Directions for this task -
Restate the data exactly as given and keep the pictures out.

[Photo-based referring expression data]
---
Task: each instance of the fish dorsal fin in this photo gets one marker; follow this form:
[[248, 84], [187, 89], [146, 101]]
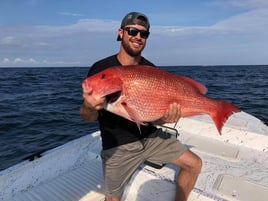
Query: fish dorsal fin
[[201, 88]]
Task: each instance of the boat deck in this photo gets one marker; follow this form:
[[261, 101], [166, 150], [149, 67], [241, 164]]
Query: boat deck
[[235, 167]]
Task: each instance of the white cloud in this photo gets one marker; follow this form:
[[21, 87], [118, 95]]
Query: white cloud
[[235, 40], [70, 14], [7, 40]]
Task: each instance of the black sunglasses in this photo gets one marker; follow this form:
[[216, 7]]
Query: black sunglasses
[[133, 32]]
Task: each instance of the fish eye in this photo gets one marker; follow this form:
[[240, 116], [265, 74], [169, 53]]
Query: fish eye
[[103, 76]]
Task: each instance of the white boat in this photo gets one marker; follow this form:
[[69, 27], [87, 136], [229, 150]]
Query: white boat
[[235, 167]]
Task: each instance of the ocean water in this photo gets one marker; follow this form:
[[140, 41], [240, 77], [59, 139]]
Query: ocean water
[[39, 107]]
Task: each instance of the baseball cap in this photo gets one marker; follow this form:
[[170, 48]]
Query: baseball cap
[[135, 18]]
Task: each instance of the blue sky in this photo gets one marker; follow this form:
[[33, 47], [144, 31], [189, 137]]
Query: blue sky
[[79, 32]]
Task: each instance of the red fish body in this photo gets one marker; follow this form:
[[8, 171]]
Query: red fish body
[[146, 93]]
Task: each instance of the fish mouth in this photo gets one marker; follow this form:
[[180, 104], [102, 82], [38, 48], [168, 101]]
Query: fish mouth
[[113, 97]]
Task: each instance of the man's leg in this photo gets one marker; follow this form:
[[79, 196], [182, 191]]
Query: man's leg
[[190, 166]]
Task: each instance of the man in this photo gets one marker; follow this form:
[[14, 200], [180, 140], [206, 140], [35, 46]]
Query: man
[[124, 147]]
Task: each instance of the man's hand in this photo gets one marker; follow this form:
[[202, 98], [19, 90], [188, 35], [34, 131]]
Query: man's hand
[[91, 102], [172, 115]]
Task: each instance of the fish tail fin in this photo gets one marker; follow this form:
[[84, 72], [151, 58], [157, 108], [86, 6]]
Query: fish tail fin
[[223, 111]]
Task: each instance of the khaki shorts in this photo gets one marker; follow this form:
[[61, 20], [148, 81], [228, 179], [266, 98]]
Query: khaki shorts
[[119, 163]]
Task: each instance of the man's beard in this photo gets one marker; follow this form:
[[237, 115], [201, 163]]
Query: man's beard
[[130, 51]]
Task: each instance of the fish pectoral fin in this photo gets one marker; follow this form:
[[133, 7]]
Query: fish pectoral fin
[[133, 115]]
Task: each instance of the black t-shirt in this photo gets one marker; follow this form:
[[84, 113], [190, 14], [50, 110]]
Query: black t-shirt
[[116, 130]]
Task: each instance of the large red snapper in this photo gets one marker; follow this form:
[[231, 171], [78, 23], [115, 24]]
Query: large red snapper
[[144, 94]]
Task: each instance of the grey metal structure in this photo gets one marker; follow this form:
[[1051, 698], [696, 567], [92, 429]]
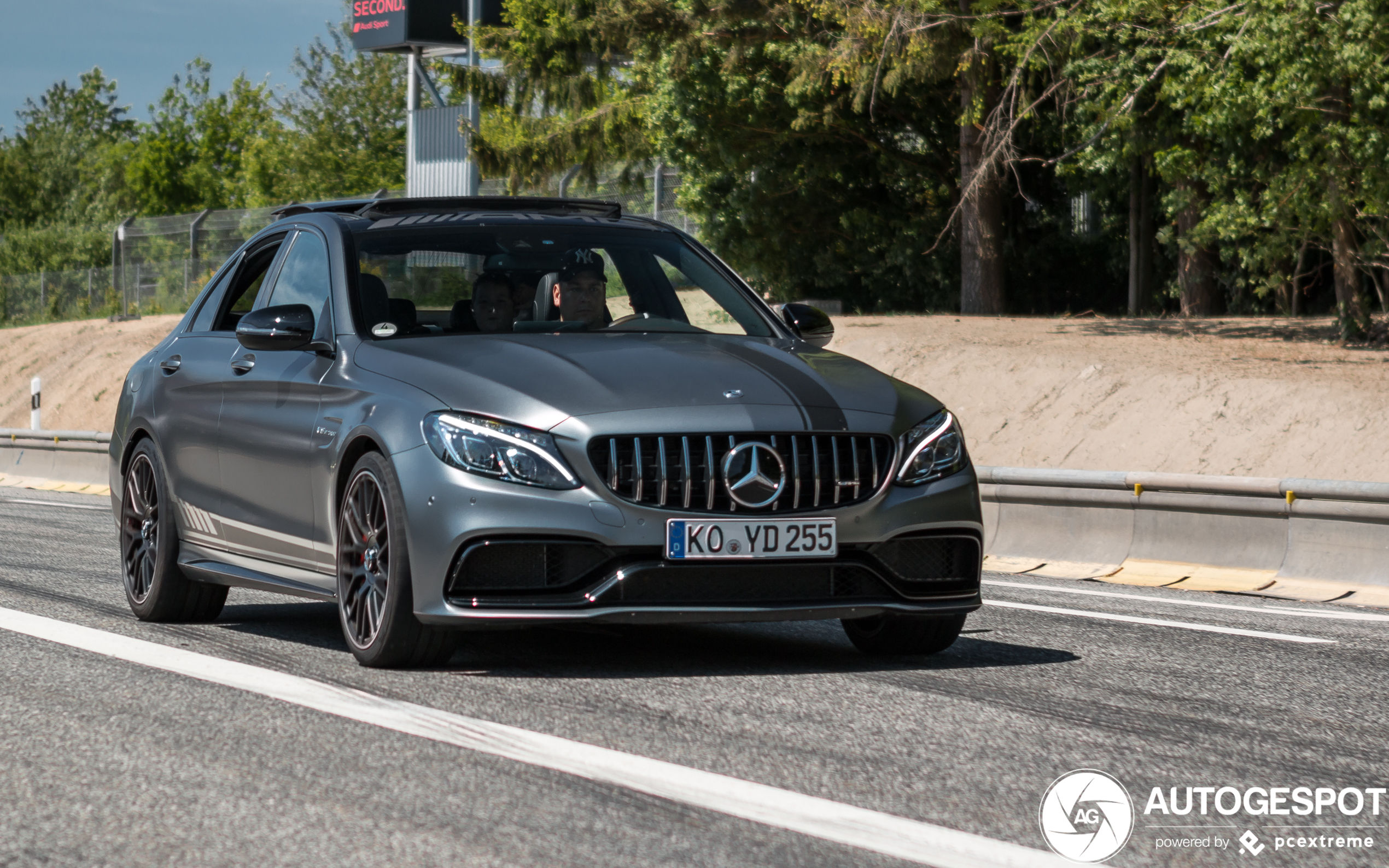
---
The completed task -
Task: each instance of the fish dorsal fin in this photo gets one marker; follow this form:
[[248, 84], [187, 89], [146, 101]]
Query: fish dorsal fin
[[201, 88]]
Task: each instance of the boat deck in this photo gets one marker; follow this form:
[[261, 101], [166, 150], [149, 67], [241, 164]]
Query: boat deck
[[235, 167]]
Task: each instance of the white cloud in this photo gets one marker; follow this form:
[[21, 87], [118, 95]]
Query: white cloud
[[235, 40], [70, 14], [7, 40]]
Task: each instance of the black sunglasses in this photo gets one marker; follow this form:
[[216, 7]]
Query: black sunglasses
[[133, 32]]
Task: each instance of the fish eye in this photo gets one marker; follow this form:
[[240, 116], [265, 74], [169, 53]]
Query: fish eye
[[103, 76]]
Task: each instance of the white boat in this photo gets one marker; follow this form:
[[69, 27], [87, 136], [229, 150]]
Query: white boat
[[235, 167]]
Task: each instance of the ocean water in this photo gets one marker; follow this form:
[[140, 41], [240, 77], [59, 139]]
Query: ocean water
[[39, 107]]
Task: each instance of the baseball cap in this photo gets one marker; follow this form:
[[170, 48]]
Query: baseball cap
[[135, 18]]
Task: each instance of the blue sky in this photo gets one marker; follow this form:
[[33, 47], [144, 31], [189, 137]]
Query: blue sky
[[79, 32]]
Task: each instance of the red fish body in this photo gets one marker; follow this form:
[[8, 171]]
Query: red fish body
[[146, 93]]
Task: each instance of the fish mouth in this photo gets one marker; follow this form:
[[180, 104], [102, 82], [38, 48], [168, 101]]
Query: fish mouth
[[113, 97]]
Task: each instance of the man's leg in this photo gets one marker; follow this form:
[[79, 196], [182, 191]]
Query: man's leg
[[190, 166]]
Task: each instance of the man in this photo gets one marker; follow this form:
[[14, 200], [180, 140], [206, 140], [35, 46]]
Query: man
[[124, 147]]
Task: each instance of the man's hand in this photo gets one marker; follow this form:
[[202, 98], [19, 90], [188, 35], [34, 131]]
Query: man's hand
[[91, 102], [172, 115]]
Task: each instance of the fish tail fin in this photo gets one marker; follow this form:
[[84, 72], [151, 58], [157, 108], [86, 6]]
Query: fish tail fin
[[223, 111]]
Task: each instance of the khaki shorts in this photo gets one marker; follow this form:
[[61, 20], [148, 81], [228, 179], [266, 98]]
Query: khaki shorts
[[119, 163]]
Task: each instance of the man's beard in this photo gets one marker; follow this form:
[[237, 115], [201, 163]]
Query: man's beard
[[130, 51]]
Task: each instance of the fish pectoral fin in this photo gets one marker; follow this form:
[[133, 7]]
Query: fish pectoral fin
[[133, 115]]
Task: each instance of the black t-shirt in this photo gets one marker; follow this form:
[[84, 113], [190, 14], [50, 110]]
Query: black t-shirt
[[116, 130]]
Task: each instance of the large red snapper in this photo gets one marker; follow this form:
[[231, 171], [78, 23], [115, 24]]
Query: large red snapper
[[144, 94]]
Task: each instance of the grey metal structure in this photo gets one marker; follow this form:
[[1051, 698], [696, 567], [92, 429]]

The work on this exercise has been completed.